===== INFORMATION SHOWN

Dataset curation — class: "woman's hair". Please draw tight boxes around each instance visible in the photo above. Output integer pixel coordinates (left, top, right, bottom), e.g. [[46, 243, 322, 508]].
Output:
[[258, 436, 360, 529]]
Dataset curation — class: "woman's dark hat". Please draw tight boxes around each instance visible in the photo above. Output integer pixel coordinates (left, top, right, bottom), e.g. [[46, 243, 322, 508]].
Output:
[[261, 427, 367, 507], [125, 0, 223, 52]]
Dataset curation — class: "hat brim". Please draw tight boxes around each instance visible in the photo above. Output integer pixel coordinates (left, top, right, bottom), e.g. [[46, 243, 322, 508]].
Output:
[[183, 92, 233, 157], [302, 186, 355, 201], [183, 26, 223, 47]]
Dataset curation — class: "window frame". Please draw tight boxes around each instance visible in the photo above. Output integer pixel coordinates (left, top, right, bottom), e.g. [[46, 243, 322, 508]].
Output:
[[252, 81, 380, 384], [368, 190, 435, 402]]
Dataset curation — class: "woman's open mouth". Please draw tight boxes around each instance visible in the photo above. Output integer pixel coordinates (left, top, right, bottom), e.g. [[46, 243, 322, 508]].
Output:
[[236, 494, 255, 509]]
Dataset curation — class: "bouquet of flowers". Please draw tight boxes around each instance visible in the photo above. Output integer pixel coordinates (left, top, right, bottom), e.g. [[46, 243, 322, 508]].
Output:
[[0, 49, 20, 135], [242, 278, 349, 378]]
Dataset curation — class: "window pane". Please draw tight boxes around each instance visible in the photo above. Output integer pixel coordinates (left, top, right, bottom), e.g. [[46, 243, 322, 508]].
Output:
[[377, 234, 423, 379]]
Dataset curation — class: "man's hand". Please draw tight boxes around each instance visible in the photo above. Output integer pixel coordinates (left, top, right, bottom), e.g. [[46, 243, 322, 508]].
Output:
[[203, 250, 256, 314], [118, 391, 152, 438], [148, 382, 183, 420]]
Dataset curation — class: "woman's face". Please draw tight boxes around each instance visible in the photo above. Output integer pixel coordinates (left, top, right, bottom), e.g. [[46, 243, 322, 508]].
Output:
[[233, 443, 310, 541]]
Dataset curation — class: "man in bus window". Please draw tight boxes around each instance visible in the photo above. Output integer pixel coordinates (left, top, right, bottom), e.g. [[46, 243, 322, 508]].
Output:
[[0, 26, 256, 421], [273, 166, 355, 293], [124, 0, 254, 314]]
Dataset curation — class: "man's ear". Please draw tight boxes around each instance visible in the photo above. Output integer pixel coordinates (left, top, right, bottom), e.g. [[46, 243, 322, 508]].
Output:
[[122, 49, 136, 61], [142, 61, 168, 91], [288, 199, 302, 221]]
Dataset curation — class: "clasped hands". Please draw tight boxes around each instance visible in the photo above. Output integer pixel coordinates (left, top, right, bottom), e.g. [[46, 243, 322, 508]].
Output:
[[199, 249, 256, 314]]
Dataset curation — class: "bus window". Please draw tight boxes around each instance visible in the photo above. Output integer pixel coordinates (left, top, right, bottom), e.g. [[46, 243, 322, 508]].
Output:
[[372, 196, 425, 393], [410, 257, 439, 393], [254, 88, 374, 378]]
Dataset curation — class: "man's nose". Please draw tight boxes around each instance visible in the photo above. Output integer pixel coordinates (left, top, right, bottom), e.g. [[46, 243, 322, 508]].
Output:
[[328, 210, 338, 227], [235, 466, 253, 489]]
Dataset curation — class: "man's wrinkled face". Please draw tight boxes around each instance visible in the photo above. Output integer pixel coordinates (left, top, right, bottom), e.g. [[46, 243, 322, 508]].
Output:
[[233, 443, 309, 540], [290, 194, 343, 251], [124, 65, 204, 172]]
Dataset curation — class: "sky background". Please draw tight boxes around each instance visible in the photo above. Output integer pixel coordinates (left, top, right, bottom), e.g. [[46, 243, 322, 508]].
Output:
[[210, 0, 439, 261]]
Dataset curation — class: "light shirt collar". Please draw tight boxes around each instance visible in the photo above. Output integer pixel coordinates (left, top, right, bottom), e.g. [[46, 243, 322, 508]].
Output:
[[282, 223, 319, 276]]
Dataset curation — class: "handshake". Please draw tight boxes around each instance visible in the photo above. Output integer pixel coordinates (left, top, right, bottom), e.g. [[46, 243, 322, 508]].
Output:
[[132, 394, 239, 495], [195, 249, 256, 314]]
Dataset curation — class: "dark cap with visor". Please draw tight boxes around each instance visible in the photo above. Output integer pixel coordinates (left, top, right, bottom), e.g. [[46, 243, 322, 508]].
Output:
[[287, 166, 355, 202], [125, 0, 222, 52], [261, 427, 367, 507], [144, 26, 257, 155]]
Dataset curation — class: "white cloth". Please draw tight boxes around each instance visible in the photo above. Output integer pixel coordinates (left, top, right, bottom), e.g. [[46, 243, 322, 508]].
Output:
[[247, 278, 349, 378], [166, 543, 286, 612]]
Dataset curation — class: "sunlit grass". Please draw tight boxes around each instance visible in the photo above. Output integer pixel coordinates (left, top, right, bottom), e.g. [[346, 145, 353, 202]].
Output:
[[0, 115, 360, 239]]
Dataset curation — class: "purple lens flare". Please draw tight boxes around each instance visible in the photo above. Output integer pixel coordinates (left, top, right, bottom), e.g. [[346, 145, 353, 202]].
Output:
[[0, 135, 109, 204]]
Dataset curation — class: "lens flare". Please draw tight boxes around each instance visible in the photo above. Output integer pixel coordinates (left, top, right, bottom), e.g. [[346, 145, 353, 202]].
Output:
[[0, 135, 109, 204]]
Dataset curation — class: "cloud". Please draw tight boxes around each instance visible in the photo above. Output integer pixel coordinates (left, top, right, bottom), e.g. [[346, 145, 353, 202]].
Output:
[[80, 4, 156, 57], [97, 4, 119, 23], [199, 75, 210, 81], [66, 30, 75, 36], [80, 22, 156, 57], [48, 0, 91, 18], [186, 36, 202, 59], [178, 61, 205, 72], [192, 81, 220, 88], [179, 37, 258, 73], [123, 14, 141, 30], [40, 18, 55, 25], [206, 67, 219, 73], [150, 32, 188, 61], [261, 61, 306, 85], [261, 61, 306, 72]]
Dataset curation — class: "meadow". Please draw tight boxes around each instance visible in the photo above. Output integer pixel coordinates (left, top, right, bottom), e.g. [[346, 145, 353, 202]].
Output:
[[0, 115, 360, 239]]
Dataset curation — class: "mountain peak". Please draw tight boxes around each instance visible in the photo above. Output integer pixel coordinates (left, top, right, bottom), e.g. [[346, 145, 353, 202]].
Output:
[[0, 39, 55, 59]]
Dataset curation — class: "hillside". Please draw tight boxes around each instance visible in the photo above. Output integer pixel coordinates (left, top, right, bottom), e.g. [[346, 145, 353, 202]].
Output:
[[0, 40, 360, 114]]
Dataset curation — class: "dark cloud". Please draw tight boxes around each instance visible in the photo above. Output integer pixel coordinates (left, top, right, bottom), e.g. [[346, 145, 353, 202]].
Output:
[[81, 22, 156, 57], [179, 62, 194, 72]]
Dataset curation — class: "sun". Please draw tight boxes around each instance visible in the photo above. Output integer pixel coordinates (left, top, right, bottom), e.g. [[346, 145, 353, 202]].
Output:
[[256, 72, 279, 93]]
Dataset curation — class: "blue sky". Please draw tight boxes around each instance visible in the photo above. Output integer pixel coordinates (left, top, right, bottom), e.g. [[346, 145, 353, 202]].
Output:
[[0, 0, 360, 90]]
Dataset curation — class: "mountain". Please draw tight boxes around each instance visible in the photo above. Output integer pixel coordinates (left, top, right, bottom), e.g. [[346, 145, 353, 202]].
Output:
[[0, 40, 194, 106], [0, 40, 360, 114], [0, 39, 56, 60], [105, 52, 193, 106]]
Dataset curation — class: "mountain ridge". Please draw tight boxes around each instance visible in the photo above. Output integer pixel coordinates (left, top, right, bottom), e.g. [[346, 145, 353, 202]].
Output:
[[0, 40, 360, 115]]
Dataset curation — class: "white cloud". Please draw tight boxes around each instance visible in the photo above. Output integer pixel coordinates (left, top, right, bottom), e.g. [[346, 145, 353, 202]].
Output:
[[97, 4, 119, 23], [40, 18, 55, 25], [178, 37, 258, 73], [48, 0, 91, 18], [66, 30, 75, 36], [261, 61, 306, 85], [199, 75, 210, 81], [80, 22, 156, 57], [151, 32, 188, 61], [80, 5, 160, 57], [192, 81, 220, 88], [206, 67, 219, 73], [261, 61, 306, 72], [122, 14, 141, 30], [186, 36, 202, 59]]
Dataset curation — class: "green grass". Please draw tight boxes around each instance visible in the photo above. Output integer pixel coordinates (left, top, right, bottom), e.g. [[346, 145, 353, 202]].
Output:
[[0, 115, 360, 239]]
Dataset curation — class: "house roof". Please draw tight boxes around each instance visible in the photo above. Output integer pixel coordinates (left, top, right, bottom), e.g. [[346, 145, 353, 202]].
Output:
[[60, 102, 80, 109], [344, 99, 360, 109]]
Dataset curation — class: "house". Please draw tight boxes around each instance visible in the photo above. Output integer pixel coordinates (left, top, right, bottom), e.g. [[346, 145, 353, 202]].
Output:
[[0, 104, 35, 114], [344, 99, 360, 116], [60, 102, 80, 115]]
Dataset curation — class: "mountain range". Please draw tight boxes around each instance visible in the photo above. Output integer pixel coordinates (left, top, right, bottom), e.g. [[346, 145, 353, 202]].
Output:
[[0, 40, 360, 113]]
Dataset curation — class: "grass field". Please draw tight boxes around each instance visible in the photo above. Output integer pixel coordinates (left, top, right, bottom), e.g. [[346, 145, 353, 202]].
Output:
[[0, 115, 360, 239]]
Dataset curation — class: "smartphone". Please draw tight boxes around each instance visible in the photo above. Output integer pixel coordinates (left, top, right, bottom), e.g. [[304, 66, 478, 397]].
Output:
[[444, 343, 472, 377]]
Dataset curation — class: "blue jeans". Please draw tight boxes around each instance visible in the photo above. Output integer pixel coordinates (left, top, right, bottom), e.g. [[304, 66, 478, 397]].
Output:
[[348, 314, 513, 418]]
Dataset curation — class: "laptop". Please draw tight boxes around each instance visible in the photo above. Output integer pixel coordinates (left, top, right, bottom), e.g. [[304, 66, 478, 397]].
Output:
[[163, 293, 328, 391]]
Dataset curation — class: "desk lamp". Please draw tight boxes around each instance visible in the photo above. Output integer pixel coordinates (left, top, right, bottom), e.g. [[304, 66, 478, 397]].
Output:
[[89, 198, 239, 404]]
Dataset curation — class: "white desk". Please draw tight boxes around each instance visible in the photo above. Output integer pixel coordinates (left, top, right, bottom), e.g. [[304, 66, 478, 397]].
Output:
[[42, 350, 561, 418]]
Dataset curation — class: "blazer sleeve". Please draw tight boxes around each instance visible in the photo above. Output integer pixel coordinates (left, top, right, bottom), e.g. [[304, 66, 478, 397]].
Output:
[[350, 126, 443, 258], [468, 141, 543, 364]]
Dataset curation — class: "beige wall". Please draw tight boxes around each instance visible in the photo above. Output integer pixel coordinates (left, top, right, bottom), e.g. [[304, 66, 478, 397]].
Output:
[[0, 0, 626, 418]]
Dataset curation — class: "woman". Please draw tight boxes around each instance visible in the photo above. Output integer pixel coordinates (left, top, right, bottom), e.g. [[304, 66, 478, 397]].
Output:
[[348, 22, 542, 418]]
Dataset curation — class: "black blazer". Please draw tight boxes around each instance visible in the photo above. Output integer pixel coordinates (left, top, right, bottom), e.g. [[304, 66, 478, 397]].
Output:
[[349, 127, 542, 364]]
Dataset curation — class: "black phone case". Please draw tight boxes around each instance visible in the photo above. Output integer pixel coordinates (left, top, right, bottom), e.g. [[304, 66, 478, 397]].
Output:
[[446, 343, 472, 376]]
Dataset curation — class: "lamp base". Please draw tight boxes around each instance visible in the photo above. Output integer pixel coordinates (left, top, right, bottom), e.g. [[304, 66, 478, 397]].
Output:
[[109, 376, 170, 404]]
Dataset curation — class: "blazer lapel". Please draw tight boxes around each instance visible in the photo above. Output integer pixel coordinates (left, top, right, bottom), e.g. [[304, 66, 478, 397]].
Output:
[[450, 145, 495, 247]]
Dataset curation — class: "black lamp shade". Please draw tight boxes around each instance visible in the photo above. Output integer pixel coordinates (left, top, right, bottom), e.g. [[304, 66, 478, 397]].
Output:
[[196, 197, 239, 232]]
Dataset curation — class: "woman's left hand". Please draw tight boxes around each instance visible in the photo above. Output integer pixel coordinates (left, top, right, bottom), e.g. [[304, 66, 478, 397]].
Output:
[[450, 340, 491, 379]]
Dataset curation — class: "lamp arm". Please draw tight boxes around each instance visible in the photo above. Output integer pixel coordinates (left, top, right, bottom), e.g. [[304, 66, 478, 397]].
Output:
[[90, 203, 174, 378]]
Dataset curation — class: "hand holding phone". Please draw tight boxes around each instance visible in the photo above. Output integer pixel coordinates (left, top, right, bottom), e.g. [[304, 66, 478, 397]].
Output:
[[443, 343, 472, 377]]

==========

EXERCISE TASK » Render everything from the start of the items down through the line containing "26, 223, 47]]" as a Markdown table with the columns Number and Record line, skipping any blank lines.

THE RESULT »
| Number | Record line |
|---|---|
| 1 | Dataset curation — class: "woman's hair". Please draw tight boxes around each instance visible in the photo above. Output integer pixel coordinates (left, top, right, bottom), e.g. [[46, 243, 322, 508]]. |
| 2 | Output: |
| 3 | [[258, 436, 360, 529]] |
| 4 | Dataset curation — class: "woman's dark hat". Please draw tight boxes around each instance visible in the photo above. Output integer pixel coordinates (left, top, right, bottom), e.g. [[46, 243, 322, 508]]. |
| 5 | Output: |
| 6 | [[261, 427, 367, 507], [125, 0, 223, 52]] |
| 7 | Dataset curation — class: "hat brim". Please draw tight boxes around each instance visible in the photo above. Output integer pixel coordinates (left, top, right, bottom), e.g. [[46, 243, 322, 508]]. |
| 8 | Output: |
| 9 | [[183, 92, 233, 157], [302, 186, 355, 201], [183, 26, 223, 47]] |